STATED PROBLEM:
Render every line of the material below as a Markdown table with two columns, Row and Entry: number each row and skip blank lines.

+ + +

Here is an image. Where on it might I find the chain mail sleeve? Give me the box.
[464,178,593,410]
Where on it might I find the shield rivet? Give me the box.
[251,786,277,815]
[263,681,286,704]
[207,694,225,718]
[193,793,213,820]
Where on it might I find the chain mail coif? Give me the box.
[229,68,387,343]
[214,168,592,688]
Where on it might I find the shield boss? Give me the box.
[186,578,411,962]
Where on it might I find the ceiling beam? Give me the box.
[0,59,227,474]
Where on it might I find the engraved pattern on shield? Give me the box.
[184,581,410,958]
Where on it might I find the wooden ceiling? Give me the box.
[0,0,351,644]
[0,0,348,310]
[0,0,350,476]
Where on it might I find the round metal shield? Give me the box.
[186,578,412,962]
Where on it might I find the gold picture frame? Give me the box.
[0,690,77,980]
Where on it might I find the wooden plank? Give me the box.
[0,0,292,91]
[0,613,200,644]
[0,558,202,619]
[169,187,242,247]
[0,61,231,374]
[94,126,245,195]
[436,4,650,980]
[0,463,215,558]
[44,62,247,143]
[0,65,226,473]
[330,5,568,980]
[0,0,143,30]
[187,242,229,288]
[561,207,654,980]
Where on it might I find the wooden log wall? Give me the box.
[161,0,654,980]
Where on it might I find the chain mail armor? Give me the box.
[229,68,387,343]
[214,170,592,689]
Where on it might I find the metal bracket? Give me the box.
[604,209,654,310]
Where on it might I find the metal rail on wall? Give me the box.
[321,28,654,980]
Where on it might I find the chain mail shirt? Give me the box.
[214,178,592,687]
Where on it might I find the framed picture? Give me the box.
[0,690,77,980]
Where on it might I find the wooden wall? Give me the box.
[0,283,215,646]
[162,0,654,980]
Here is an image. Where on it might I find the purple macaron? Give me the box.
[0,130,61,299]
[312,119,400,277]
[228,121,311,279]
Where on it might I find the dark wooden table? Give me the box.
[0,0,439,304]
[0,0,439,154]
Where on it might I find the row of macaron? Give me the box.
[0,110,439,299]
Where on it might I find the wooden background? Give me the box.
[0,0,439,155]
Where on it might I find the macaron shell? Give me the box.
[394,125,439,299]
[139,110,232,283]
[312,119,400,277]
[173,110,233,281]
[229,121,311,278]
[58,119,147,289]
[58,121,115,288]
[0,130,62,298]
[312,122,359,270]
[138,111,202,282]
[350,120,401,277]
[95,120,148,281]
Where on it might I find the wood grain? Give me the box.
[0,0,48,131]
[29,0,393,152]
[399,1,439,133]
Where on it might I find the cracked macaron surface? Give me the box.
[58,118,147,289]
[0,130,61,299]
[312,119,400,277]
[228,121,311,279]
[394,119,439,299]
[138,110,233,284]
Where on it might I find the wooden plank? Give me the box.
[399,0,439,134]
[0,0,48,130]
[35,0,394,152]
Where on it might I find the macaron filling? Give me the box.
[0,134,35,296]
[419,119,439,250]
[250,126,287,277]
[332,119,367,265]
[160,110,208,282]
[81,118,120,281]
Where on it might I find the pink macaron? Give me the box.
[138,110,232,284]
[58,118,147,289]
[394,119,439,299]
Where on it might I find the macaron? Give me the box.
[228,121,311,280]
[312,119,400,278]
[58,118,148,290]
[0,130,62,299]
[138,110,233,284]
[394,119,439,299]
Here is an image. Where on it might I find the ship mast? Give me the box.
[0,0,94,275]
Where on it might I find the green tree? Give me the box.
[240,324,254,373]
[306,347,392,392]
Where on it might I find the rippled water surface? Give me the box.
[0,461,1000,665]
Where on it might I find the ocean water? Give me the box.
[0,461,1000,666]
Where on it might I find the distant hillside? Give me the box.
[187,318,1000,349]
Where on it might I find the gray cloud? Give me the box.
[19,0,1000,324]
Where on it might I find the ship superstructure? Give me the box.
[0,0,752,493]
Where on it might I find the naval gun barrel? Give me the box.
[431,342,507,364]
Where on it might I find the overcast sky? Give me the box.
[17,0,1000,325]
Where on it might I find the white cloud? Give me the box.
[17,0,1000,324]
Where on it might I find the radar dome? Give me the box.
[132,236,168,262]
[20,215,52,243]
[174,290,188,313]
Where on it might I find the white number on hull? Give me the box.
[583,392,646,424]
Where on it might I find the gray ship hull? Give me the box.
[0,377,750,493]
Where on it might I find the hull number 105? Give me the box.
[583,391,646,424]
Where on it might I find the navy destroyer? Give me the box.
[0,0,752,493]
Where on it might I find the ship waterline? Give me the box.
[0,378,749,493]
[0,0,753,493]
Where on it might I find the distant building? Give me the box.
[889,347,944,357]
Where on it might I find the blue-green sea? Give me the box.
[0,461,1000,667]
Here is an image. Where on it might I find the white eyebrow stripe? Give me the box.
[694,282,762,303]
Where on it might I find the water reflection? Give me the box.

+ + +

SOLUTION:
| Row | Entry |
|---|---|
| 1 | Here is an image. Where on it might I find the chain mail sleeve? Give me the box. |
| 2 | [464,178,593,410] |
| 3 | Where on it might I find the shield rivet? Give me the box. |
| 4 | [251,786,277,815] |
| 5 | [263,681,286,704] |
| 6 | [207,694,225,718] |
| 7 | [193,793,213,820] |
| 8 | Where on it might I find the chain mail coif? Give me the box. |
| 9 | [229,68,387,343] |
| 10 | [214,168,592,688] |
| 11 | Where on it might I find the shield boss? Give me the box. |
| 12 | [186,578,411,962] |
| 13 | Where on it might I find the ceiling beam? Give me the box. |
| 14 | [0,59,227,474] |
| 15 | Where on it might I find the engraved pattern on shield? Give me the box. |
| 16 | [184,581,410,958] |
| 17 | Where on it might I find the wooden ceiling? Give me the box. |
| 18 | [0,0,351,644] |
| 19 | [0,0,348,310] |
| 20 | [0,0,350,476] |
| 21 | Where on it might I find the round metal shield? Give me the box. |
| 22 | [186,578,412,962] |
| 23 | Where on it might I find the gold picture frame? Give me the box. |
| 24 | [0,690,77,980] |
| 25 | Where on it might I find the wooden plank? Give me the box. |
| 26 | [0,0,292,91] |
| 27 | [0,613,200,644] |
| 28 | [0,558,202,619] |
| 29 | [169,187,242,247] |
| 30 | [0,61,231,374] |
| 31 | [94,126,245,195] |
| 32 | [436,4,650,980] |
| 33 | [0,463,215,558] |
| 34 | [44,62,247,143] |
| 35 | [0,65,226,473] |
| 36 | [330,5,568,980] |
| 37 | [0,0,143,30] |
| 38 | [187,242,229,288] |
| 39 | [561,207,654,980] |
| 40 | Where on it might I find the wooden log wall? Give me the box. |
| 41 | [161,0,654,980] |
| 42 | Where on it might I find the chain mail armor? Give me the box. |
| 43 | [229,68,387,343] |
| 44 | [214,170,592,689] |
| 45 | Where on it might I find the metal bracket? Give me the box. |
| 46 | [604,209,654,310] |
| 47 | Where on it might I find the metal rail on wall? Give me the box. |
| 48 | [321,28,654,980] |
| 49 | Where on it might I find the chain mail shirt? Give me the box. |
| 50 | [214,178,592,687] |
| 51 | Where on it might I find the framed picture? Give me the box. |
| 52 | [0,690,77,980] |
| 53 | Where on it might I find the wooden wall? Give me the box. |
| 54 | [0,283,215,646] |
| 55 | [162,0,654,980] |
| 56 | Here is an image. Where on it might I find the purple macaron? Give me the box. |
| 57 | [0,130,61,299] |
| 58 | [312,119,400,277] |
| 59 | [228,121,311,279] |
| 60 | Where on it might I find the dark wooden table? Give me the box. |
| 61 | [0,0,439,304] |
| 62 | [0,0,439,154] |
| 63 | Where on it might I find the row of macaron? Give me the box. |
| 64 | [0,110,439,299] |
| 65 | Where on it might I find the wooden background? Give me the box. |
| 66 | [0,0,439,155] |
| 67 | Where on it might I find the macaron shell? Give me the box. |
| 68 | [394,125,439,299] |
| 69 | [139,110,232,283] |
| 70 | [312,119,400,277] |
| 71 | [173,110,233,281] |
| 72 | [229,121,311,278] |
| 73 | [58,119,147,289] |
| 74 | [58,121,115,288] |
| 75 | [0,130,62,298] |
| 76 | [312,122,359,270] |
| 77 | [138,111,202,282] |
| 78 | [350,120,401,277] |
| 79 | [95,120,148,281] |
| 80 | Where on it might I find the wood grain? Give me the box. |
| 81 | [0,0,48,131] |
| 82 | [29,0,393,152] |
| 83 | [399,1,439,133] |
| 84 | Where on it might I find the cracked macaron surface? Give me the box. |
| 85 | [58,118,147,289] |
| 86 | [0,130,61,299] |
| 87 | [312,119,400,277] |
| 88 | [228,121,311,279] |
| 89 | [394,119,439,299] |
| 90 | [138,110,233,284] |
| 91 | Where on it might I find the wooden plank? Give me the box. |
| 92 | [399,0,439,134] |
| 93 | [0,0,48,130] |
| 94 | [35,0,394,152] |
| 95 | Where on it might I find the macaron filling? Give me the box. |
| 96 | [0,134,35,296] |
| 97 | [419,119,439,250] |
| 98 | [250,126,287,277] |
| 99 | [332,119,367,265] |
| 100 | [160,110,208,282] |
| 101 | [81,118,120,281] |
| 102 | Where on it might I find the pink macaron? Give me the box. |
| 103 | [138,110,232,284] |
| 104 | [58,118,147,289] |
| 105 | [394,119,439,299] |
| 106 | Where on it might I find the macaron? Give me the box. |
| 107 | [228,121,311,280] |
| 108 | [312,119,400,278] |
| 109 | [58,118,148,290] |
| 110 | [0,130,62,299] |
| 111 | [138,110,233,284] |
| 112 | [394,119,439,299] |
| 113 | Here is an image. Where on it might I find the ship mast? Give me the box. |
| 114 | [0,0,94,275] |
| 115 | Where on it might I find the green tree? Give me the box. |
| 116 | [240,324,254,373] |
| 117 | [306,347,392,392] |
| 118 | Where on it might I find the rippled water surface? Give me the box. |
| 119 | [0,461,1000,665] |
| 120 | Where on it might I find the ocean water? Give me the box. |
| 121 | [0,461,1000,666] |
| 122 | Where on it might I find the distant hillside? Give me the box. |
| 123 | [187,318,1000,349] |
| 124 | Where on it might I find the gray cloud? Give me the box. |
| 125 | [19,0,1000,324] |
| 126 | Where on it might I find the ship superstructure? Give me the box. |
| 127 | [0,0,752,493] |
| 128 | Where on it might I find the naval gun barrel? Give me the box. |
| 129 | [431,342,507,364] |
| 130 | Where on it might I find the overcast sky? Give me the box. |
| 131 | [17,0,1000,325] |
| 132 | Where on it might I find the white cloud? Give me the box. |
| 133 | [17,0,1000,324] |
| 134 | Where on it might I find the radar dome? Give me the box. |
| 135 | [132,236,168,262] |
| 136 | [20,215,52,243] |
| 137 | [174,290,188,313] |
| 138 | Where on it might I find the white number on hull? Give me the box. |
| 139 | [583,392,646,424] |
| 140 | Where on it might I find the gray ship hull? Give me the box. |
| 141 | [0,377,750,493] |
| 142 | Where on it might I find the hull number 105? Give me the box. |
| 143 | [583,391,646,424] |
| 144 | Where on it might I find the navy destroyer? Give me the box. |
| 145 | [0,0,752,493] |
| 146 | Where on it might I find the ship waterline? Give me the box. |
| 147 | [0,378,749,493] |
| 148 | [0,0,753,493] |
| 149 | Where on it might I find the distant building? Give me the box. |
| 150 | [889,347,944,357] |
| 151 | Where on it might I find the blue-green sea? Give me the box. |
| 152 | [0,461,1000,667] |
| 153 | Here is an image. Where on it might I find the white eyebrow stripe? Give me the box. |
| 154 | [694,282,762,303] |
| 155 | Where on it might I find the water reflection? Give me the box. |